** Source information follows **

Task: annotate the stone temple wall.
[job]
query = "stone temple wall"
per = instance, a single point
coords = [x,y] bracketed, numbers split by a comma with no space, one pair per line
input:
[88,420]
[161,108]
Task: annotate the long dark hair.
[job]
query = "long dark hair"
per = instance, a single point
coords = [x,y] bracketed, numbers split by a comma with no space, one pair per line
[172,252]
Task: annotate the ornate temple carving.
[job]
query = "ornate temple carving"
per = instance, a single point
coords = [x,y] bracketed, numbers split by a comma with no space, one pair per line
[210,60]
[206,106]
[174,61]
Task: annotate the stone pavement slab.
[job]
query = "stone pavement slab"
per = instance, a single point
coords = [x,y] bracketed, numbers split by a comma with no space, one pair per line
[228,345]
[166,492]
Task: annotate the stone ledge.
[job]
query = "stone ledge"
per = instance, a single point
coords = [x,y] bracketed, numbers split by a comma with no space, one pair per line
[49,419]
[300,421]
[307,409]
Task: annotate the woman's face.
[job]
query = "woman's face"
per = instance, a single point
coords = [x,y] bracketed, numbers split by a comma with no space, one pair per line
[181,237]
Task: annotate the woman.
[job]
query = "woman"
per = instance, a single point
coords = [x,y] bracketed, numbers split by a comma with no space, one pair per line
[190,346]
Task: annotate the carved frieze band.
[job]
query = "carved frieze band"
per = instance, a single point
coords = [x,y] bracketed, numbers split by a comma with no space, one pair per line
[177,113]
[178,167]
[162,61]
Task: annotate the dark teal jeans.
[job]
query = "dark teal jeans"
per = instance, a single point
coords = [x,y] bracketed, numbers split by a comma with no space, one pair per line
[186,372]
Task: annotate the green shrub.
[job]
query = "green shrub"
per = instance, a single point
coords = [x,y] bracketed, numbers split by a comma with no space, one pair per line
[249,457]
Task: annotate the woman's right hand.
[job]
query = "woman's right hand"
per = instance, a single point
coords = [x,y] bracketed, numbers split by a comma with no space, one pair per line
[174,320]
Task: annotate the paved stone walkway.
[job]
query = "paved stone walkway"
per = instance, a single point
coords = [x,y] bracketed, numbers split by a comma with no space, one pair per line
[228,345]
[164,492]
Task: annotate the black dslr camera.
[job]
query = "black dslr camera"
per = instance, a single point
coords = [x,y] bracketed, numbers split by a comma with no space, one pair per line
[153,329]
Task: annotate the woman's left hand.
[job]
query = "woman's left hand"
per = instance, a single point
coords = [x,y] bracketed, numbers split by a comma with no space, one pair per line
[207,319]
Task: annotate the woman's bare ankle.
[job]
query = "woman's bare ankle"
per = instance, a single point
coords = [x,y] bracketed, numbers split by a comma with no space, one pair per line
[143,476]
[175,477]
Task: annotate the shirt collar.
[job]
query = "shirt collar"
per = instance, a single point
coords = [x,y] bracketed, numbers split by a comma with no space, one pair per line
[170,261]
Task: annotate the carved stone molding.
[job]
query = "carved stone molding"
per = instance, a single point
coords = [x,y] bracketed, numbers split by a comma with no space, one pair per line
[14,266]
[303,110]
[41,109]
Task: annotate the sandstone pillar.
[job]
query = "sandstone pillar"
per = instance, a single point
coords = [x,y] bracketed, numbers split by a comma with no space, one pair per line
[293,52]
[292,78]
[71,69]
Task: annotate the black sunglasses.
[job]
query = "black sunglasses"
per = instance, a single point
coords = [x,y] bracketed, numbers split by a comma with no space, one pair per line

** End of Source information **

_Task directions_:
An exact copy of the data is needed.

_Answer box_:
Task: annotate the stone temple wall.
[job]
query = "stone temple wall"
per = instance, a single point
coords = [x,y] bracketed, numbers split by a comma with no space, one pair per line
input:
[88,420]
[161,108]
Task: annotate the long dark hair.
[job]
query = "long dark hair"
per = instance, a single point
coords = [x,y] bracketed, numbers split by a comma with no space, one pair per line
[172,252]
Task: annotate the ornate temple carving.
[job]
query = "ornate temple carving"
per = instance, a single point
coords = [x,y] bracketed, numbers split by a comma with no space, one pair per line
[210,60]
[206,106]
[174,61]
Task: annotate the stone pavement slab.
[job]
query = "stone pavement slab"
per = instance, a single point
coords = [x,y] bracketed, numbers split by a comma with no space, one pair per line
[228,345]
[166,492]
Task: annotate the stone ledge.
[job]
query = "stone ledge"
per = instance, a single point
coords = [x,y] bracketed, numbers split by a comma with no space, one pair per line
[49,419]
[300,421]
[307,409]
Task: annotate the woman's face.
[job]
query = "woman's face"
per = instance, a single point
coords = [x,y] bracketed, numbers split by a comma with no space, one pair per line
[181,237]
Task: annotate the woman.
[job]
query = "woman"
per = instance, a single point
coords = [x,y] bracketed, numbers split by a comma with no space, one pair per line
[190,346]
Task: annotate the carved frieze band.
[job]
query = "carved frieze band"
per = instance, a single point
coords = [x,y] bracketed, numbers split by a comma with no space, one pair per line
[177,113]
[178,167]
[162,61]
Task: annotate the dark teal jeans.
[job]
query = "dark teal jeans"
per = instance, a single point
coords = [x,y] bracketed, numbers split by a comma with no space, one pair per line
[186,372]
Task: annotate the green shrub.
[job]
query = "green shrub"
per = instance, a single point
coords = [x,y] bracketed, numbers split by a comma with no space, one pair per line
[249,457]
Task: annotate the woman's right hand.
[job]
query = "woman's right hand"
per = instance, a single point
coords = [x,y] bracketed, numbers split by a comma with no space, one pair per line
[174,320]
Task: annotate the paved stone walkway.
[job]
query = "paved stone walkway"
per = instance, a single point
coords = [x,y] bracketed, numbers split by a comma with no space, one pair per line
[228,345]
[164,492]
Task: annotate the black dslr camera.
[job]
query = "black dslr camera"
per = instance, a single point
coords = [x,y] bracketed, numbers split by a comma with no space, one pair per line
[153,329]
Task: annotate the woman's left hand.
[job]
query = "woman's left hand"
per = instance, a single point
coords = [x,y] bracketed, numbers split by a comma with no space, one pair per line
[207,319]
Task: annotate the woman's bare ankle.
[job]
query = "woman's bare ankle"
per = instance, a single point
coords = [x,y] bracketed, numbers split by a comma with no space, one pair per line
[143,476]
[175,477]
Task: annotate the shirt collar.
[job]
query = "shirt collar"
per = instance, a single point
coords = [x,y] bracketed, numbers split by a comma with no space, one pair per line
[170,261]
Task: annotate the carved stone molding.
[job]
query = "carved stone molding"
per = instance, a single point
coords = [x,y] bracketed, numbers split by a comma with no space, one pair per line
[14,266]
[303,110]
[41,109]
Task: annotate the sandstone pillar.
[job]
query = "sandstone pillar"
per = instance, a single point
coords = [x,y] bracketed, numbers split by a comma with no space, one pair per line
[293,52]
[292,78]
[71,69]
Task: annotate the black sunglasses.
[job]
query = "black sunglasses"
per = instance, a single point
coords = [x,y] bracketed, numbers split by a comma with no space, one pair per line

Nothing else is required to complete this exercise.